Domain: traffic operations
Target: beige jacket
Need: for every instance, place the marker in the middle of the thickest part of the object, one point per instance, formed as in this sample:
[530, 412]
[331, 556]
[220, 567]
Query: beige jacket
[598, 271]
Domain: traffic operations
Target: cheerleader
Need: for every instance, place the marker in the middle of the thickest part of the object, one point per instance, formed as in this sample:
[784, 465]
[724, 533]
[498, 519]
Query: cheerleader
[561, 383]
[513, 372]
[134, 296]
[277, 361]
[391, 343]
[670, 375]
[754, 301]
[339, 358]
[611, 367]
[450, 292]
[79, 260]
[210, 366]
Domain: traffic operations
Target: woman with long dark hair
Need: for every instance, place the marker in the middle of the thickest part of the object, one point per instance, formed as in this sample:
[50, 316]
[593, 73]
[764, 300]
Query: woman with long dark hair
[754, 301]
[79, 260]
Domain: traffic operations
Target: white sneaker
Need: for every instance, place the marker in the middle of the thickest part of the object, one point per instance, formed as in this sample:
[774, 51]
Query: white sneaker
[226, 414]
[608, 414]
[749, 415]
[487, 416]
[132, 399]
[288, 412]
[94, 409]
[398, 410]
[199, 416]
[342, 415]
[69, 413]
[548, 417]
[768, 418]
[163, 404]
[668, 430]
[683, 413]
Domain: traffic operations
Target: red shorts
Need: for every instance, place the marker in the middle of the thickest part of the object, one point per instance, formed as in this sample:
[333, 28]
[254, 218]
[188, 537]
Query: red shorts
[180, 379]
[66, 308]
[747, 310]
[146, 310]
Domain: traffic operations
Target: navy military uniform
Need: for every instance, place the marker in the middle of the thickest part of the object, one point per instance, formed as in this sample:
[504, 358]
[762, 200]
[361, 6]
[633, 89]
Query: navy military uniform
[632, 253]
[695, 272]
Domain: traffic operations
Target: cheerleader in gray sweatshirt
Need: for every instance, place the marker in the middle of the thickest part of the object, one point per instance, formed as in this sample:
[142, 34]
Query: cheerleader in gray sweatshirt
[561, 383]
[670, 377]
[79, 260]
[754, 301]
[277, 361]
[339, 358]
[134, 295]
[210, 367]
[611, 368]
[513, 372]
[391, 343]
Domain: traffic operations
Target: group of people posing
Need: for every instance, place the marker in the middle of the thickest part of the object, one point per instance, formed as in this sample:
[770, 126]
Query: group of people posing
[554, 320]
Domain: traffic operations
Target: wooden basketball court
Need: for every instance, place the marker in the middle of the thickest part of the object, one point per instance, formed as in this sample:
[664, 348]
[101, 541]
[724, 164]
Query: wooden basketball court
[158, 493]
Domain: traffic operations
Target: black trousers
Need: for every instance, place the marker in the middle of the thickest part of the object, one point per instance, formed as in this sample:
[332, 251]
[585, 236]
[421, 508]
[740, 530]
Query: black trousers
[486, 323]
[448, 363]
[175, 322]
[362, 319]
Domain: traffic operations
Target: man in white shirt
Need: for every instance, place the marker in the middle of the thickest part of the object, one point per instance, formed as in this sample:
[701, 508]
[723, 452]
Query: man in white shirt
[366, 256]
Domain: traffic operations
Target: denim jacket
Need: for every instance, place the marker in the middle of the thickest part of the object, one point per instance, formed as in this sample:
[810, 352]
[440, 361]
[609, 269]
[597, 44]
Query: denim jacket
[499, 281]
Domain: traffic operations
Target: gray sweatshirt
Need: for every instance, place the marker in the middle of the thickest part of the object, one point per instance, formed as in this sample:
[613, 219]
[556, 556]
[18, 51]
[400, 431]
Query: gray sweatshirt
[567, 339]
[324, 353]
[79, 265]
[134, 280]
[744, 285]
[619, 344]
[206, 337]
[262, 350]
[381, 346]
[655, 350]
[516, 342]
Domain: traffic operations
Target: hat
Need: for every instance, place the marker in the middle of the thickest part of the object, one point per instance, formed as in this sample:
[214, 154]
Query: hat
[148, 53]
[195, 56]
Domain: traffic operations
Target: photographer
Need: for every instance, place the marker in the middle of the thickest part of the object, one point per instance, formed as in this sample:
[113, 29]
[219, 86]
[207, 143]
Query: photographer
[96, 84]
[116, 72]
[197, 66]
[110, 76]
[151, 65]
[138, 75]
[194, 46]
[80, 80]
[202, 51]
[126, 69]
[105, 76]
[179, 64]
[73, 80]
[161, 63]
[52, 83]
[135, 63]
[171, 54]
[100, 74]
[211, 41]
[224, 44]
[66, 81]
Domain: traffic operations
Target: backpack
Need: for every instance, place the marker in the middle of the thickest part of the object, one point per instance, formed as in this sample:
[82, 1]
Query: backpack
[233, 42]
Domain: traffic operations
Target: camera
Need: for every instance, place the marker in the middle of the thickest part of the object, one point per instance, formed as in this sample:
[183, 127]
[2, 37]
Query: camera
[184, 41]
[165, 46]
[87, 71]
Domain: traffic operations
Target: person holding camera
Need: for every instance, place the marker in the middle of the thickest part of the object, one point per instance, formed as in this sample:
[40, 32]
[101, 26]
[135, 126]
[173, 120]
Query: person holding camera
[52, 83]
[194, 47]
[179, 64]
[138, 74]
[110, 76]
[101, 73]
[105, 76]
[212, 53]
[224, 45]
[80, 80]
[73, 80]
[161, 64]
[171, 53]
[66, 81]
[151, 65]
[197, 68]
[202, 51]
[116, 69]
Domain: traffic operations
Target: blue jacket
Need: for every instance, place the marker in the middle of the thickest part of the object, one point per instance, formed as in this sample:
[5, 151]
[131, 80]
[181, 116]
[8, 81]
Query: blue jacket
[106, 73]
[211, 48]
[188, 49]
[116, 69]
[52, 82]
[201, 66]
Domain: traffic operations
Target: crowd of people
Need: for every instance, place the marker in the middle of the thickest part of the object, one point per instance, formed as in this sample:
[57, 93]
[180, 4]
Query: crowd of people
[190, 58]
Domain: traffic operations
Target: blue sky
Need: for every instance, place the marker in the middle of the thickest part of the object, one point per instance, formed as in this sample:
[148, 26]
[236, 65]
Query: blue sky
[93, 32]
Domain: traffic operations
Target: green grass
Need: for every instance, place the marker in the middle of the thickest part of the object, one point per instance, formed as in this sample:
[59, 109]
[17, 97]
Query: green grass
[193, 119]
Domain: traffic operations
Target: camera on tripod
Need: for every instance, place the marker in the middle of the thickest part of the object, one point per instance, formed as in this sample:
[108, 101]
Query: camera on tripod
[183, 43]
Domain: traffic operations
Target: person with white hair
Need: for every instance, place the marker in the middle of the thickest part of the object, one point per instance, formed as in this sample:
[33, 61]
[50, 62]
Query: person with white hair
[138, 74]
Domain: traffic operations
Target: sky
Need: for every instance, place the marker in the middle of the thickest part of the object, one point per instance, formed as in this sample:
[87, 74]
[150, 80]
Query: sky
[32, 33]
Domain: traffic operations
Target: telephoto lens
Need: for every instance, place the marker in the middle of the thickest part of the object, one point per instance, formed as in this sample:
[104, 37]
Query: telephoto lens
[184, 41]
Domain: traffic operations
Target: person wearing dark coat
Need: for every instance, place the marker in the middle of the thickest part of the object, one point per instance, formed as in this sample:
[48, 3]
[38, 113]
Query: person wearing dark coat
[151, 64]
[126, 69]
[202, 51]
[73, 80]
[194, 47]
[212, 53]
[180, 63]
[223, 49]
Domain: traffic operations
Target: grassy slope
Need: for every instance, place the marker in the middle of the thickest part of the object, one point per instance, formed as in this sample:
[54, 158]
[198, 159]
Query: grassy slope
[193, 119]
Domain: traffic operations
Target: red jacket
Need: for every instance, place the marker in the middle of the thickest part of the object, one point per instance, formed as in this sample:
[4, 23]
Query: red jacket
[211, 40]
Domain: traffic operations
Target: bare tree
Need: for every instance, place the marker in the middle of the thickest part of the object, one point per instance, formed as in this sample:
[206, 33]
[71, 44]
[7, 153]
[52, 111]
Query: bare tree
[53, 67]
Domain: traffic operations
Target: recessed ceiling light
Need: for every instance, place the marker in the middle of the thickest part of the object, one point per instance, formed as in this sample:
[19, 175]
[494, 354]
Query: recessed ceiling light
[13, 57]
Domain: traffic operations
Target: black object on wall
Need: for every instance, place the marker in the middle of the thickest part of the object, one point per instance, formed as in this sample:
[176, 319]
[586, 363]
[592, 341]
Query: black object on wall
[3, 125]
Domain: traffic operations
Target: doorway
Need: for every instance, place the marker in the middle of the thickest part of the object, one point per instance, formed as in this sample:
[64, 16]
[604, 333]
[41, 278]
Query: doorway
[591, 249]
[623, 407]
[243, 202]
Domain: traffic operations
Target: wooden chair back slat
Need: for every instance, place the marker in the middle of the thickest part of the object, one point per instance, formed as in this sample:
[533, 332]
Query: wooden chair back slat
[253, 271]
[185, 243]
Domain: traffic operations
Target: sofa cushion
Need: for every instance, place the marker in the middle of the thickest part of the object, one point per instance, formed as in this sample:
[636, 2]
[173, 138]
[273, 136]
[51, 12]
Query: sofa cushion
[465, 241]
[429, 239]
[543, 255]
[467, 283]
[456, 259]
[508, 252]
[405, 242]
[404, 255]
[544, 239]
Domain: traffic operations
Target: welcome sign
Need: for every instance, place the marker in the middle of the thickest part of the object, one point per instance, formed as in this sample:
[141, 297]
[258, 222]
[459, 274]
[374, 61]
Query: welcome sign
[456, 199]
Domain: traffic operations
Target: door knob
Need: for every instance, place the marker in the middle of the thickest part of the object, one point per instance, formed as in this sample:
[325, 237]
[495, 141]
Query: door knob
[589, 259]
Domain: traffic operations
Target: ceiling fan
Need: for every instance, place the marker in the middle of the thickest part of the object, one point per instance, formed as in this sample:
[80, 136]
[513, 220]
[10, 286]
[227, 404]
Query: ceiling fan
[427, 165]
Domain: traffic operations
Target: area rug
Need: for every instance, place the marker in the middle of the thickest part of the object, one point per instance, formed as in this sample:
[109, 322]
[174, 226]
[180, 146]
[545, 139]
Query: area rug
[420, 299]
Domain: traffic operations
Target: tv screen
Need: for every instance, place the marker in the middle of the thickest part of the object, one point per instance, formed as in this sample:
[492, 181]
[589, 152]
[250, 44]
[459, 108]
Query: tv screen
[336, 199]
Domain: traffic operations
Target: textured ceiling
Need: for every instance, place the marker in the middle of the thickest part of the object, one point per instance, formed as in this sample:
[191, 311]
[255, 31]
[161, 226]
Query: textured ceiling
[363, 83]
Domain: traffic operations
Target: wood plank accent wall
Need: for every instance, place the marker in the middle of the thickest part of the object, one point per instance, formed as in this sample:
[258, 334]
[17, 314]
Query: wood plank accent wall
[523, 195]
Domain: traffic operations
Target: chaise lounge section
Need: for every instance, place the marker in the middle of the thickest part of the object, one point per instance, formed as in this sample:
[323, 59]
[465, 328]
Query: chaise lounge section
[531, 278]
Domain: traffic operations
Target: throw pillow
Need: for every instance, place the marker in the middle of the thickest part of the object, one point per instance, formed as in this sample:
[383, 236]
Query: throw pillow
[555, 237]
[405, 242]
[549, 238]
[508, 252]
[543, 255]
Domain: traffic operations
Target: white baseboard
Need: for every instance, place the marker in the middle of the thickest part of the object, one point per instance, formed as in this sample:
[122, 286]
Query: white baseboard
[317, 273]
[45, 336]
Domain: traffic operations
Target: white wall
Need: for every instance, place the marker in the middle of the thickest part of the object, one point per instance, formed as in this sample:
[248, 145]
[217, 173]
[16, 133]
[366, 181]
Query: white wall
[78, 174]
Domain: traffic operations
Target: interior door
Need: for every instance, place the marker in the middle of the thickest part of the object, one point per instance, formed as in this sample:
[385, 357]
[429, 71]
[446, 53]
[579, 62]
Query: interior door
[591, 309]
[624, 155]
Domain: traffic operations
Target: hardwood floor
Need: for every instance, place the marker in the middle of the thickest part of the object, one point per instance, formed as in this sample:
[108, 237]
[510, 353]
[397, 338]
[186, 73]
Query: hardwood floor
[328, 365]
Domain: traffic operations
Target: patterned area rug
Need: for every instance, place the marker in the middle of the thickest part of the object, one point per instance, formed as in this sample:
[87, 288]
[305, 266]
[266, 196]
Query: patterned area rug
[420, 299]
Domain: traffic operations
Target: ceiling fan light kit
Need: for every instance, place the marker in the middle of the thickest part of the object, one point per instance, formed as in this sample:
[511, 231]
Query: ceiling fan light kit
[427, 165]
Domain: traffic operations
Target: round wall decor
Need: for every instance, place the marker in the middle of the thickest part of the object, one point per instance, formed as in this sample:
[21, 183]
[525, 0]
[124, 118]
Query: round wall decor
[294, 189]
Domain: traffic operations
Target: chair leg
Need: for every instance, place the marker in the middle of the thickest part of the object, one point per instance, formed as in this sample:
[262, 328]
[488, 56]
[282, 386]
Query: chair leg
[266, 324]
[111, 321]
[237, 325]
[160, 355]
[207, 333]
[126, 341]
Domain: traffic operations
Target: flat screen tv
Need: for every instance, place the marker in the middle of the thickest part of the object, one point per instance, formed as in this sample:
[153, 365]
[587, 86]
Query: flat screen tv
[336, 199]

::::::

→ AIM OF THE TASK
Which lines of the items above contain the word "cushion"? Copy each such line, treating case as significant.

→ RIGHT ANSWER
Target: sofa cushion
Query: sofa cushion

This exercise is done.